━━━━━ Source passage ━━━━━

Hi guys Got a question here regarding regression when there’s only 1 independent variable. This is part of question 7 in the eoc of reading 9. Why is the sse = unexplained variation? And why is the sample variance of the dependent variable = total variation / (n-1) Please shed some light Thanks!
Recall that an error is the difference between the actual y-value and the y-value predicted by the population regression function (true regression line). We estimate this line from our sample, and we estimate the errors as the difference between the actual y-value and our predicted y; this is called a residual. Since this is the difference between actual y-values and predicted y-values, we can say these errors (residuals) are the parts of the dependent variable observations that are unexplained by the regression function; if we had perfect predictions (deterministic relationship), there would be no errors. So, when you estimate the variance of this error term, you are estimating the variance of the dependent variable that is unexplained by the regression function.

━━━━━

▶ _Job 1_
In the regression thread, list every term that the reply places in parentheses.
▶ _Job 2_
In the regression thread, what is the estimated difference between the actual y-value and our predicted y called?
▶ _Job 3_
Reproduce word for word the part of the regression thread between "Hi guys Got" and "some light Thanks!", inclusive.
Answer using only the regression thread above.

━━━━━ Record set ━━━━━

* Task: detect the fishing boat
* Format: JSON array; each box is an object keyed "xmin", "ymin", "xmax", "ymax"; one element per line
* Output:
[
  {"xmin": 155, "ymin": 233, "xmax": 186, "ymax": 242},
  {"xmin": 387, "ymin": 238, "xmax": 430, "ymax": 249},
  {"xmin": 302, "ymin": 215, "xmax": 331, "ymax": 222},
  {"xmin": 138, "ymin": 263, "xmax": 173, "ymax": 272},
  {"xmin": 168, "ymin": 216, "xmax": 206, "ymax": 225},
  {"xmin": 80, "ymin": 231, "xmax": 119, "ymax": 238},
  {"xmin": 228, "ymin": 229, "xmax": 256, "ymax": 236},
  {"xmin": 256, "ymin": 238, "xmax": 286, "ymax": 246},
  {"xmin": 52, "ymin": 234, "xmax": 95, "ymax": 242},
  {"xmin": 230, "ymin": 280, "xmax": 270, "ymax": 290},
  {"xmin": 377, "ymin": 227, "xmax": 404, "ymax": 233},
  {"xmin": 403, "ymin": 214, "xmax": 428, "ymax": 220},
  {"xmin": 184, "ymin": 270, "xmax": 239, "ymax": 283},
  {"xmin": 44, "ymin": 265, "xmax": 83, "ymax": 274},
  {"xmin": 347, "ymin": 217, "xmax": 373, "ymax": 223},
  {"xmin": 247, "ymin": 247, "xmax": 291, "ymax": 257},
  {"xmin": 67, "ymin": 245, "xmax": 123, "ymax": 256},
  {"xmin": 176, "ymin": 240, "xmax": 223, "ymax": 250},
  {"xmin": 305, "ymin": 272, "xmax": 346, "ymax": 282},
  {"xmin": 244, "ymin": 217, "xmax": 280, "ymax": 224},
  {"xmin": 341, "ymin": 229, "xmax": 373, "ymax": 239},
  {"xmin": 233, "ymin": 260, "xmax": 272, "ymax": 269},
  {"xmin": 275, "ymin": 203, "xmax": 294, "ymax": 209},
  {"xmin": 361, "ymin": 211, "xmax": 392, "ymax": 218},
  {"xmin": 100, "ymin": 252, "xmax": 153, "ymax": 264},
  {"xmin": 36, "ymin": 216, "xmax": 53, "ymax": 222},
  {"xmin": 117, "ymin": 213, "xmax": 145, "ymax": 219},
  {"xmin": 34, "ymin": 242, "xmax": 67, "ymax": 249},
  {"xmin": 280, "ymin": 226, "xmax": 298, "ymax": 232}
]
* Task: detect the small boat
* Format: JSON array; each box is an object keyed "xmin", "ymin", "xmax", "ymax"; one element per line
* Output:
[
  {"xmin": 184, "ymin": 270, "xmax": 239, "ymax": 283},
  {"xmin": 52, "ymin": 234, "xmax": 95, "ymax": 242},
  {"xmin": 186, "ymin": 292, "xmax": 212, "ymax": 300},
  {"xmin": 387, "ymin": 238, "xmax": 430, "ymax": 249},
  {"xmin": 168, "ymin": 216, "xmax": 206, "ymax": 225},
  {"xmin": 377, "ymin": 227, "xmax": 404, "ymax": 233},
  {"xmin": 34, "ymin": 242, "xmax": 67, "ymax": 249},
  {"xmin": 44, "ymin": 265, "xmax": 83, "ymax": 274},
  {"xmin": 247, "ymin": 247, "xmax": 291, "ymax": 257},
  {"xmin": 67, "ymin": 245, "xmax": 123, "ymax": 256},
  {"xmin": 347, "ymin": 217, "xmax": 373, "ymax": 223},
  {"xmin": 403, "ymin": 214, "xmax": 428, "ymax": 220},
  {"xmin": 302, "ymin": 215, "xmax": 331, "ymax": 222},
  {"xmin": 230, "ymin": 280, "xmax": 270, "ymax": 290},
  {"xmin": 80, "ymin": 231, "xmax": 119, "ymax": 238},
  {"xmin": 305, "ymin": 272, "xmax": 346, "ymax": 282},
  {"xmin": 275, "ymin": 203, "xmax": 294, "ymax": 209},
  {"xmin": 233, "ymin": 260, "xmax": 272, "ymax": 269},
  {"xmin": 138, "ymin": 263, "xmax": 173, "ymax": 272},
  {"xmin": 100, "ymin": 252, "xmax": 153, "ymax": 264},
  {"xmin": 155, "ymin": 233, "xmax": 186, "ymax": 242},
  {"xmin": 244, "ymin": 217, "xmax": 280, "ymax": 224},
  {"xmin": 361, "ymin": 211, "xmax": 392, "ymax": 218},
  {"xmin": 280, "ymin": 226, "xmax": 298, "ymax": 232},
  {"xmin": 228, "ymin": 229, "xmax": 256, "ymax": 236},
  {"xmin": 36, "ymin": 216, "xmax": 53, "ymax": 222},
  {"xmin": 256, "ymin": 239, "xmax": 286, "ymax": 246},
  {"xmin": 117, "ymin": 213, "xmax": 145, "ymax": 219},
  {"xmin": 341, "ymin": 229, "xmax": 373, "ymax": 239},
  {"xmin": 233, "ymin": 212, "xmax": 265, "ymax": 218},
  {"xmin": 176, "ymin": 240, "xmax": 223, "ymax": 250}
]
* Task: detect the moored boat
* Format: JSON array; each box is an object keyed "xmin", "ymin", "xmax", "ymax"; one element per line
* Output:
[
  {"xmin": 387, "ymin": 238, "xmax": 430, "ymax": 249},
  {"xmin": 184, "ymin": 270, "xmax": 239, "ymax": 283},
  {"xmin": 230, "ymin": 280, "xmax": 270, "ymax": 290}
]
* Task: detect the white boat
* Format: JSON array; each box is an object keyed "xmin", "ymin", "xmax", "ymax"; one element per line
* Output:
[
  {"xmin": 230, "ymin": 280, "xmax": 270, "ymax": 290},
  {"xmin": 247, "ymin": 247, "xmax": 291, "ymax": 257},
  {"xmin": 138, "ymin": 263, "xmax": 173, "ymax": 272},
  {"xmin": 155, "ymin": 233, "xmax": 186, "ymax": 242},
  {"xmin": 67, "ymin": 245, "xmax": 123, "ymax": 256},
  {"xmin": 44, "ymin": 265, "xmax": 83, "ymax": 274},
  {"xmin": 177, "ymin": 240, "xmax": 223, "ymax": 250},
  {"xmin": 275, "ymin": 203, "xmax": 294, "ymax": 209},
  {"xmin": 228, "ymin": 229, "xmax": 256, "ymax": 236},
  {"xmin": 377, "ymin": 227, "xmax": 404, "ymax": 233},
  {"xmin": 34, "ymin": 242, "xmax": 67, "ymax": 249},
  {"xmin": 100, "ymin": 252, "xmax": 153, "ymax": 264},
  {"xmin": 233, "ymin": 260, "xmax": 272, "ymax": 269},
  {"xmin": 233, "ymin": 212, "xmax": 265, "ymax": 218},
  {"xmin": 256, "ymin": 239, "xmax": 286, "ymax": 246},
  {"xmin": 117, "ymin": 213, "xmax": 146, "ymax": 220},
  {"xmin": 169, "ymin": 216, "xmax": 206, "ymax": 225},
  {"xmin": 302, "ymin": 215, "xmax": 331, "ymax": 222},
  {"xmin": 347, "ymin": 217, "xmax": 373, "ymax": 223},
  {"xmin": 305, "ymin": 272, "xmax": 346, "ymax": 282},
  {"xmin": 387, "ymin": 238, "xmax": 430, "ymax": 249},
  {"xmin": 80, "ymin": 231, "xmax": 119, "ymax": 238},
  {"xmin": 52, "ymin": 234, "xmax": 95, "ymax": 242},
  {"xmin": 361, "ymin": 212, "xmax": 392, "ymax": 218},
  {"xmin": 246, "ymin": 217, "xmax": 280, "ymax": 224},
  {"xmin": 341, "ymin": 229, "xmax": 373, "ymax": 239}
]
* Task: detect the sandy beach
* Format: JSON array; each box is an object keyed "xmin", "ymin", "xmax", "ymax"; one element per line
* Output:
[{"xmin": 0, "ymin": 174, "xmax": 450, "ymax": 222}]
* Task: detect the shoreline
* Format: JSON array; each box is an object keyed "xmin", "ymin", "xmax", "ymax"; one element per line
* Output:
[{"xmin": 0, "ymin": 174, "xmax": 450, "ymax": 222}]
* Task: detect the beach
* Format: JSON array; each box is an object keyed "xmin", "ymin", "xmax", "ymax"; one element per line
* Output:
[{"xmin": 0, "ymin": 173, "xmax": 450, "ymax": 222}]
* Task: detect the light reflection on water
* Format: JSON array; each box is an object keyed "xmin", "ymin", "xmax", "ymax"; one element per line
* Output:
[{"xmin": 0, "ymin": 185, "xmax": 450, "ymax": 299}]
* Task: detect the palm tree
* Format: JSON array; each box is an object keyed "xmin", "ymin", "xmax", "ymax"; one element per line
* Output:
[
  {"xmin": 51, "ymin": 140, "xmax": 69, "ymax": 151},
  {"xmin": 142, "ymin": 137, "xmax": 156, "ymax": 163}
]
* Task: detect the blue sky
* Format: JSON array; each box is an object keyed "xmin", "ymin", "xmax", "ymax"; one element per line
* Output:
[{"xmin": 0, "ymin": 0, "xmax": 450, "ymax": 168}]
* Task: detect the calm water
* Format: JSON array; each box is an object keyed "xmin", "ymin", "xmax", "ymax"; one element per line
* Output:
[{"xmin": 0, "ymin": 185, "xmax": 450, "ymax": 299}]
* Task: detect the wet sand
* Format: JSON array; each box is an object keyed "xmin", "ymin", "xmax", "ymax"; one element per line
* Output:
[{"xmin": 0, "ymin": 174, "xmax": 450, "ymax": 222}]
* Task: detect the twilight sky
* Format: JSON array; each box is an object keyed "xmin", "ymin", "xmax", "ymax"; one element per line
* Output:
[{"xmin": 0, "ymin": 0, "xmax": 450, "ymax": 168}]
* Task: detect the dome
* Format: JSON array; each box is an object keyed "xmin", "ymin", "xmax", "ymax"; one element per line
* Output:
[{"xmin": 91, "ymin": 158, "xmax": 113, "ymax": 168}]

━━━━━

▶ _Correct response 1_
true regression line; residuals; deterministic relationship

▶ _Correct response 2_
A residual.

▶ _Correct response 3_
Hi guys Got a question here regarding regression when there’s only 1 independent variable. This is part of question 7 in the eoc of reading 9. Why is the sse = unexplained variation? And why is the sample variance of the dependent variable = total variation / (n-1) Please shed some light Thanks!